> [WHAT YOU HAVE TO DO]: Put every line of the entries below into a JSON list of strings, one string per line, skipping blank lines. Leave the pictures out.

> [PROVIDED RECORDS]:

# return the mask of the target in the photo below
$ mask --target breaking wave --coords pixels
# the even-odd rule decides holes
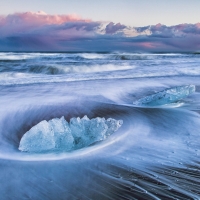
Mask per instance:
[[[152,59],[111,63],[106,57],[113,54],[80,55],[87,58],[73,61],[73,67],[92,71],[107,63],[122,70],[32,73],[27,66],[60,67],[73,54],[1,54],[2,60],[13,59],[0,62],[1,197],[199,199],[199,55],[152,54]],[[68,61],[64,67],[72,65]],[[181,104],[167,107],[163,101]],[[19,151],[24,134],[38,123],[85,115],[123,120],[123,125],[76,151]]]

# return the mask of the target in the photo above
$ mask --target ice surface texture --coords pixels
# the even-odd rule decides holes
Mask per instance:
[[[195,85],[178,86],[146,96],[133,102],[135,105],[160,106],[175,103],[195,92]]]
[[[72,151],[105,140],[122,125],[122,120],[112,118],[82,119],[71,118],[68,123],[64,117],[41,121],[27,131],[19,144],[20,151]]]

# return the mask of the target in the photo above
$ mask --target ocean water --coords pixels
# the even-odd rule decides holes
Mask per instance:
[[[195,85],[175,104],[133,102]],[[0,53],[0,199],[200,199],[200,54]],[[42,120],[123,120],[104,141],[31,154]]]

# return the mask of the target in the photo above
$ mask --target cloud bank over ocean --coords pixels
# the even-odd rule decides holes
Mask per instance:
[[[0,16],[0,33],[0,51],[200,50],[200,23],[130,27],[40,11]]]

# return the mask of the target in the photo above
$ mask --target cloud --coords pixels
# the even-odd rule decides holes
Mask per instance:
[[[200,50],[200,23],[128,27],[43,11],[0,16],[1,51]]]
[[[114,24],[113,22],[110,22],[107,26],[106,26],[106,34],[114,34],[119,30],[123,30],[125,29],[126,26],[121,25],[120,23]]]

> [TASK ANSWER]:
[
  "# return the mask of the target in the photo below",
  "$ mask --target breaking wave --coords pixels",
  "# the even-odd rule decides holes",
  "Mask per instance:",
  "[[[152,59],[111,63],[106,57],[113,54],[80,55],[87,58],[73,61],[73,67],[92,71],[107,63],[122,70],[32,73],[27,66],[60,67],[73,54],[1,54],[2,60],[13,59],[0,62],[1,197],[199,199],[199,55],[152,54]],[[68,61],[64,67],[72,65]],[[181,104],[167,107],[163,101]],[[19,151],[24,134],[38,123],[85,115],[123,120],[123,125],[76,151]]]",
  "# return the mask of the target in the photo above",
  "$ mask --target ice surface texture --coords pixels",
  "# the even-odd rule decides holes",
  "Mask per instance:",
  "[[[195,85],[178,86],[146,96],[133,102],[135,105],[160,106],[175,103],[195,92]]]",
  "[[[72,151],[105,140],[122,125],[122,120],[112,118],[82,119],[71,118],[68,123],[64,117],[41,121],[27,131],[19,144],[20,151]]]",
  "# return the mask of the target in the photo above",
  "$ mask --target ocean water --coords pixels",
  "# the even-odd rule decides holes",
  "Mask per instance:",
  "[[[195,85],[175,104],[133,102]],[[0,53],[0,199],[200,199],[200,54]],[[42,120],[123,120],[104,141],[31,154]]]",
  "# return the mask of the target in the photo above",
  "$ mask --target cloud bank over ocean --coords pixels",
  "# the even-odd rule decides holes",
  "Mask per instance:",
  "[[[0,16],[0,33],[0,51],[200,50],[200,23],[130,27],[40,11]]]",
  "# return the mask of the target in the photo above",
  "$ mask --target cloud --coords pixels",
  "# the even-odd rule decides holes",
  "Mask per instance:",
  "[[[200,50],[200,23],[128,27],[43,11],[0,16],[1,51]]]",
  "[[[114,24],[113,22],[110,22],[107,26],[106,26],[106,34],[114,34],[119,30],[123,30],[125,29],[126,26],[121,25],[120,23]]]"
]